▸ GOAL A:
Decide whether each statement below agrees with the arctan integral thread. Answer yes or no for each, and quote the deciding words of the thread exactly.
(i) The first reply suggests substituting u = tan^{-1}(x + 1/x).
(ii) The asker says that dividing by x^2 and putting z = x + 1/x led to the answer.
(iii) The first reply says the solution should look like a logarithm of u plus a constant.
▸ GOAL B: Write out the part of the arctan integral thread that opens with the words containing "How to solve" and closes with "to compute expression.".
▸ GOAL C: Carry the arctan integral thread on from the point where it stops.

--- BEGIN PAGE EXTRACT ---

How to solve this indefinite integral with $\arctan$? $$\int \frac{(x^2-1)\;\text{d}x}{(x^4+3x^2+1) \tan^{-1}{\left(\frac{x^2+1}{x}\right)}}$$
We should divide numerator and denominator by $ x^2 $ and put $z=x+\frac{1}{x}$ but I'm still not getting the answer. Please help!
 A: I will give you a hint: You should substitute $ u = \tan^{-1}\left(x + \frac{1}{x}\right) $ and then find $ \text{d}u $ and you will come up with an easy to compute expression.  
Solution should be like $\log(u) + \text{const}.$, and then you can change back to $x$.
A: Consider the integral:
\begin{align}
I(a) = \int \frac{(x^2 - 1) \, dx}{(x^4 + a x^2+ 1) \, \tan^{-1}\left(\frac{x^2+1}{x}\right) }.
\end{align}
The integral can be seen in the form
\begin{align}
I(a) = \int \frac{\left(\frac{x^2-1}{x^2}\right) \, dx}{\left( a -1 + \left( x + \frac{1}{x} \right)^2 \right) \, \tan^{-1}\left(x + \frac{1}{x} \right)}.

--- END PAGE EXTRACT ---
--- BEGIN EXTRACTED ENTRIES ---

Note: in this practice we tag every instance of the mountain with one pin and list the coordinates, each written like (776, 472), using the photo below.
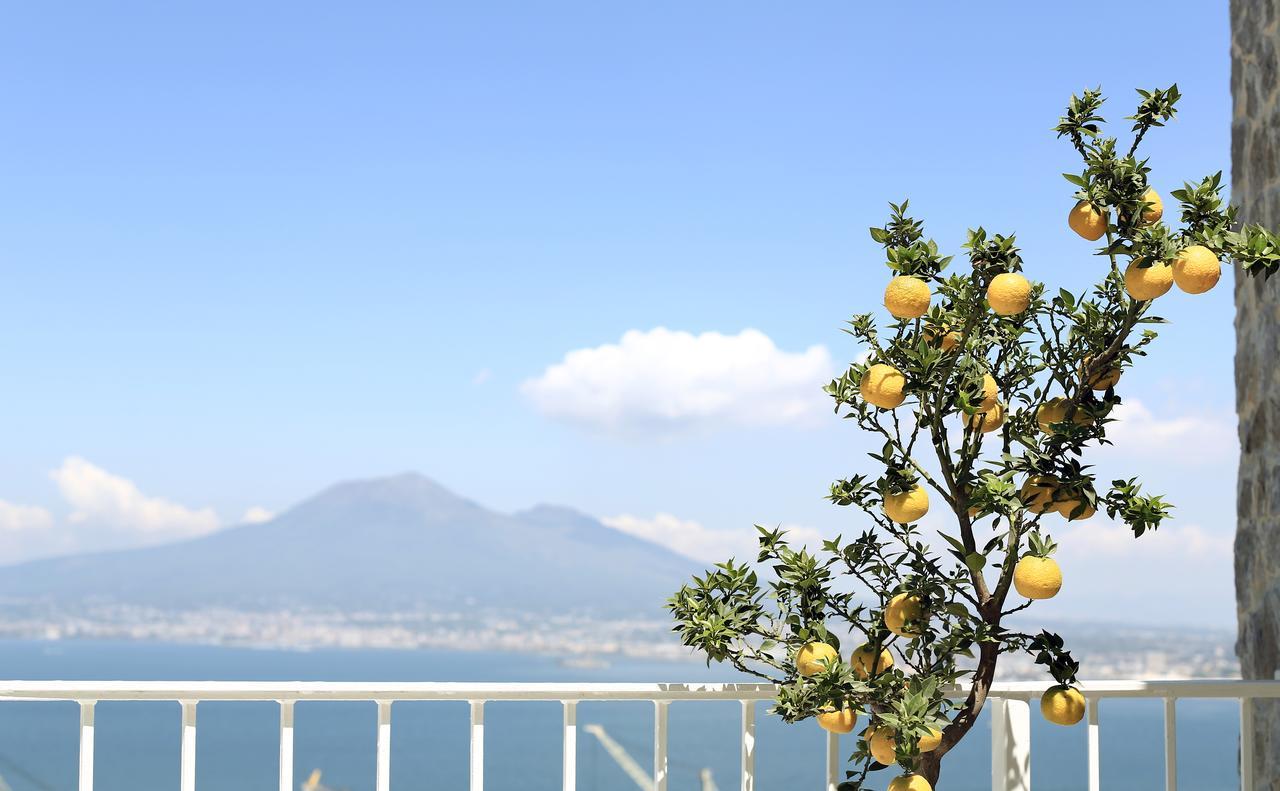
(385, 544)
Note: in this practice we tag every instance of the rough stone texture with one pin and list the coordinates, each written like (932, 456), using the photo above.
(1256, 190)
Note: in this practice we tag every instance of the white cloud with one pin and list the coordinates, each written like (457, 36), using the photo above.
(664, 380)
(694, 540)
(256, 515)
(17, 519)
(1191, 438)
(100, 498)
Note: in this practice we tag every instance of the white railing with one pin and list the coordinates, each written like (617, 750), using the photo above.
(1009, 703)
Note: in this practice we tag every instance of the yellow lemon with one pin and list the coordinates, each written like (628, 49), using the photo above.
(1063, 705)
(1038, 492)
(1087, 222)
(909, 782)
(901, 609)
(987, 421)
(863, 659)
(883, 385)
(1156, 210)
(990, 393)
(906, 297)
(1055, 411)
(1009, 293)
(1102, 380)
(1037, 577)
(812, 655)
(906, 507)
(1197, 269)
(839, 722)
(882, 746)
(1148, 283)
(1066, 507)
(931, 741)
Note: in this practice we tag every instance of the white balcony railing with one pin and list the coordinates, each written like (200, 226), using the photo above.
(1010, 709)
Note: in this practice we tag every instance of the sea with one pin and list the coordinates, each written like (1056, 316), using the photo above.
(137, 744)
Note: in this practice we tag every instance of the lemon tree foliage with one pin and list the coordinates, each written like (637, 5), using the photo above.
(987, 391)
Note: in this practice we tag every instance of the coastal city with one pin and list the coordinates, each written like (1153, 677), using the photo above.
(1104, 650)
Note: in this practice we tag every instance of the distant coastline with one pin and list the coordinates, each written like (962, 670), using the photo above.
(1106, 650)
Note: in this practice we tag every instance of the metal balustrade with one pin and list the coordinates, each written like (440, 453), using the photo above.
(1009, 704)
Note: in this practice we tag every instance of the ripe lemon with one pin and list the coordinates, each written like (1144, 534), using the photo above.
(1152, 214)
(1038, 492)
(1009, 293)
(883, 385)
(990, 393)
(1087, 222)
(987, 421)
(906, 507)
(931, 741)
(900, 609)
(864, 663)
(1037, 577)
(1055, 411)
(1102, 380)
(839, 722)
(1068, 507)
(909, 782)
(1148, 283)
(1197, 269)
(812, 655)
(1063, 705)
(906, 297)
(882, 746)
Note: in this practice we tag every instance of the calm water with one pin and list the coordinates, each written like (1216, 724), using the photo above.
(137, 743)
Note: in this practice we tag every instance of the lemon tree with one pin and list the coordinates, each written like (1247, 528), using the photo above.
(986, 391)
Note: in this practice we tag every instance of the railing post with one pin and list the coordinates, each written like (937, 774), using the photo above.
(1170, 744)
(659, 745)
(1010, 745)
(383, 781)
(478, 745)
(286, 745)
(832, 778)
(570, 771)
(188, 746)
(1246, 744)
(86, 776)
(748, 745)
(1095, 760)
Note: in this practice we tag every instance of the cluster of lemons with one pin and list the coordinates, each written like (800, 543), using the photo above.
(865, 662)
(1194, 269)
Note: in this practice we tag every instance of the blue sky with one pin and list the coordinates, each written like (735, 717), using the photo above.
(255, 248)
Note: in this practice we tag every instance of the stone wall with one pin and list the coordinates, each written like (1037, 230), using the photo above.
(1256, 190)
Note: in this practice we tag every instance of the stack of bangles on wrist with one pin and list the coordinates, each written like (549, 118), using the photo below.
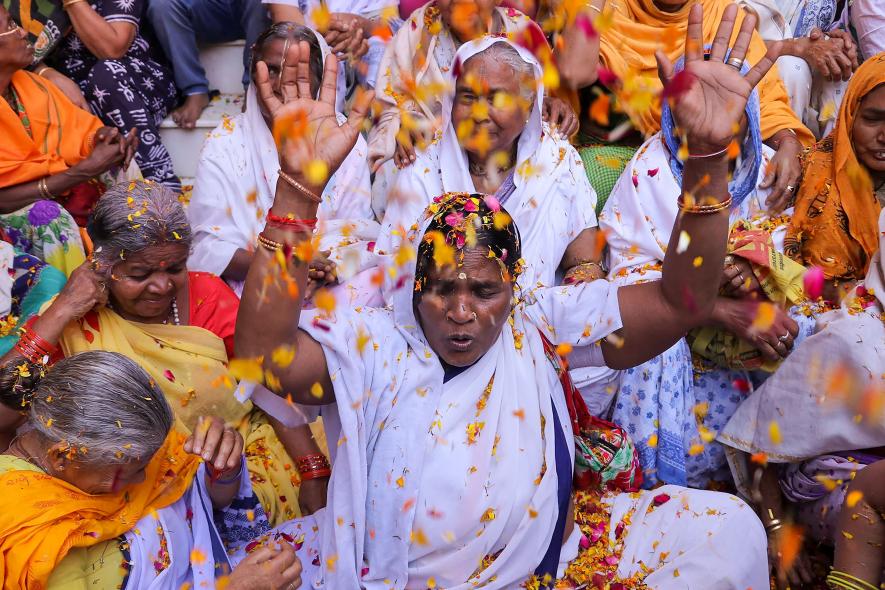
(690, 205)
(301, 188)
(313, 466)
(43, 187)
(841, 580)
(34, 348)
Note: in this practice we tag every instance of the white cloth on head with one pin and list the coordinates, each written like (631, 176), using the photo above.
(552, 203)
(823, 386)
(180, 529)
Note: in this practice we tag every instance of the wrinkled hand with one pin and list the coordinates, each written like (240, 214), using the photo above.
(783, 175)
(738, 279)
(559, 114)
(346, 35)
(219, 445)
(320, 273)
(68, 87)
(85, 290)
(708, 111)
(276, 568)
(110, 149)
(312, 495)
(797, 576)
(775, 342)
(306, 128)
(833, 56)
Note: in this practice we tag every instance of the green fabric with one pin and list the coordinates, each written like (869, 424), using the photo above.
(603, 165)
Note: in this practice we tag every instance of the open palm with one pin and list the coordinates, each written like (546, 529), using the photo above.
(709, 110)
(306, 128)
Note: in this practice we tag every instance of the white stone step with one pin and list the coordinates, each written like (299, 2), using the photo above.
(223, 63)
(184, 145)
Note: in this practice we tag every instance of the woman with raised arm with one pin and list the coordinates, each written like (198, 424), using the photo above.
(455, 452)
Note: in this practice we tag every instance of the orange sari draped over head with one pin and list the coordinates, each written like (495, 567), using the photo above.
(42, 518)
(61, 133)
(834, 224)
(639, 28)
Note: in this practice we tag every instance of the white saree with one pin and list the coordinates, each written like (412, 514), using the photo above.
(233, 191)
(453, 484)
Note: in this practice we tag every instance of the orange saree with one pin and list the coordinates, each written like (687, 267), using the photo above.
(60, 133)
(834, 225)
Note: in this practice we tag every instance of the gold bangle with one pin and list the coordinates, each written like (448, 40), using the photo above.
(300, 188)
(849, 581)
(269, 244)
(692, 206)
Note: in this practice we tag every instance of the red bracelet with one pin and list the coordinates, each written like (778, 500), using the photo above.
(313, 466)
(289, 220)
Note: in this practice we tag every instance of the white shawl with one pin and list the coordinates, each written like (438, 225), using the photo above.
(553, 201)
(184, 529)
(412, 495)
(235, 185)
(831, 385)
(640, 213)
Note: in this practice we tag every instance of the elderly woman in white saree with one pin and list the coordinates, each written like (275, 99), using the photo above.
(832, 385)
(454, 459)
(542, 185)
(671, 404)
(238, 170)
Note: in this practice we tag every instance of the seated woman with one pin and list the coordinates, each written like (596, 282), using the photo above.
(412, 81)
(138, 298)
(50, 150)
(105, 54)
(26, 283)
(502, 147)
(659, 401)
(832, 386)
(627, 49)
(495, 142)
(238, 173)
(454, 454)
(101, 492)
(858, 561)
(843, 185)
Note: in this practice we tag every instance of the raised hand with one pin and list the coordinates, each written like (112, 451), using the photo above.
(708, 112)
(306, 129)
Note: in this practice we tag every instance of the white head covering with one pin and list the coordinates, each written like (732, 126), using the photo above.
(552, 201)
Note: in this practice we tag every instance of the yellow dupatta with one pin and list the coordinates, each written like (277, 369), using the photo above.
(639, 28)
(42, 518)
(188, 363)
(190, 366)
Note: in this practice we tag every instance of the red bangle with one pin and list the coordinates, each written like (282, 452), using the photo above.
(313, 466)
(289, 220)
(316, 474)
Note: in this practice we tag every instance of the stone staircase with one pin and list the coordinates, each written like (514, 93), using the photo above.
(224, 69)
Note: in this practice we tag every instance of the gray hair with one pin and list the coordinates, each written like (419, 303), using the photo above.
(504, 53)
(132, 216)
(102, 405)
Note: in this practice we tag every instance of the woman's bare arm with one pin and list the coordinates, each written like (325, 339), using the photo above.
(273, 295)
(656, 315)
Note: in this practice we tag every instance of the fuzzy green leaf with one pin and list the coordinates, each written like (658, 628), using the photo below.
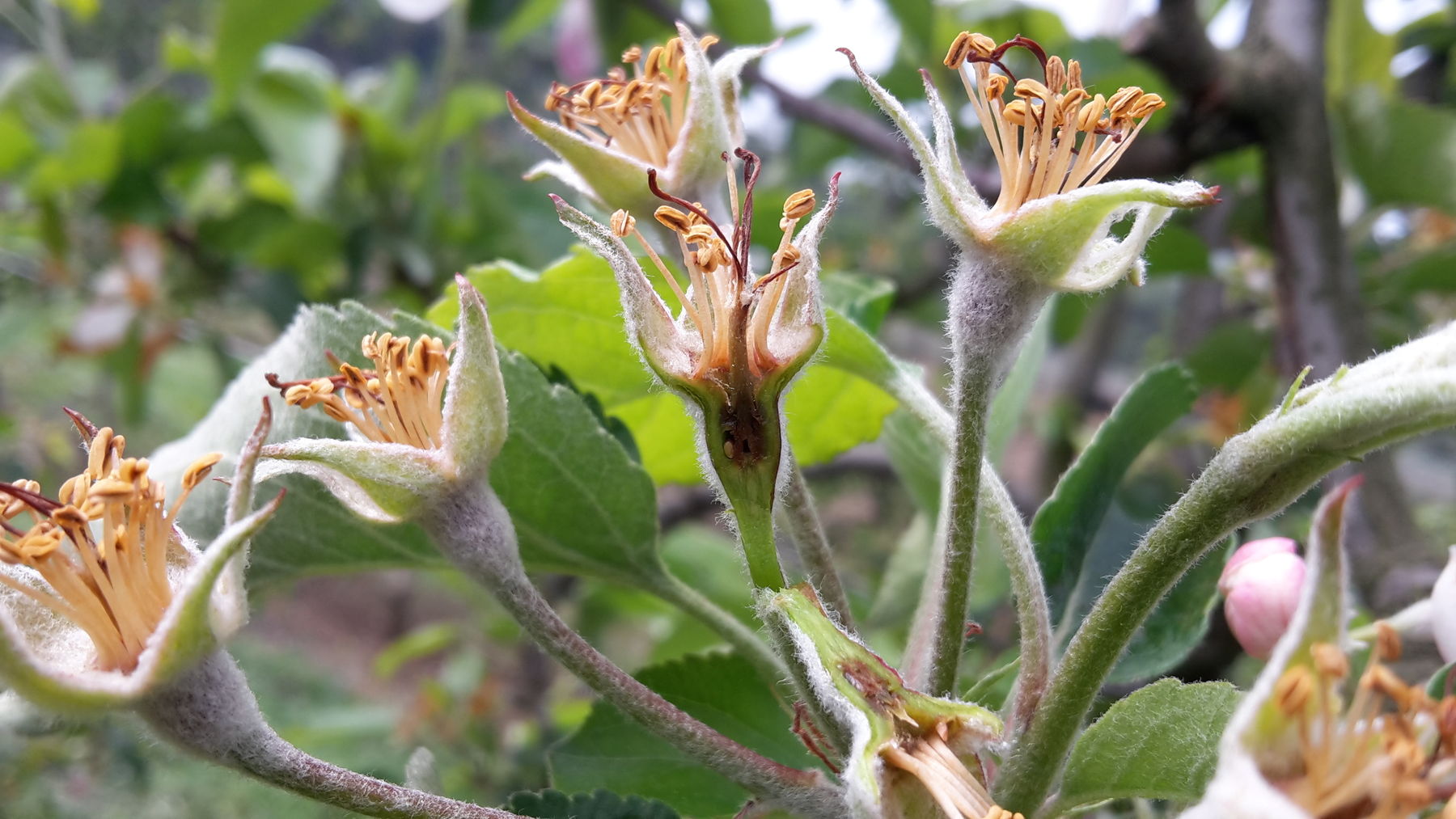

--- END EXTRACTED ENTRIES ---

▸ TASK ANSWER A:
(i) Yes: "You should substitute $ u = \tan^{-1}\left(x + \frac{1}{x}\right) $"
(ii) No: "but I'm still not getting the answer"
(iii) Yes: "Solution should be like $\log(u) + \text{const}.$"

▸ TASK ANSWER B:
How to solve this indefinite integral with $\arctan$? $$\int \frac{(x^2-1)\;\text{d}x}{(x^4+3x^2+1) \tan^{-1}{\left(\frac{x^2+1}{x}\right)}}$$
We should divide numerator and denominator by $ x^2 $ and put $z=x+\frac{1}{x}$ but I'm still not getting the answer. Please help!
 A: I will give you a hint: You should substitute $ u = \tan^{-1}\left(x + \frac{1}{x}\right) $ and then find $ \text{d}u $ and you will come up with an easy to compute expression.

▸ TASK ANSWER C:
\end{align}
Make the substitution $u = x + \frac{1}{x}$ to obtain
\begin{align}
I(a) &= \int \frac{du}{(a-1 + u^2) \, \tan^{-1}(u)}.
\end{align}
Making the substitution $t = \tan^{-1}(u)$ leads to
\begin{align}
I(a) = \int \frac{\sec^{2}(t) \, dt}{(a-1 + \tan^{2}(t)) \, t} = \int \frac{dt}{t \, (1 + (a-2) \cos^{2}(t))}. 
\end{align}
This result shows that if $a \neq 2$ then the integral has no closed form result. If $a=2$ then
\begin{align}
I(2) &= \ln(t) = \ln(\tan^{-1}(u)) = \ln\left(\tan^{-1}\left(x + \frac{1}{x}\right)\right).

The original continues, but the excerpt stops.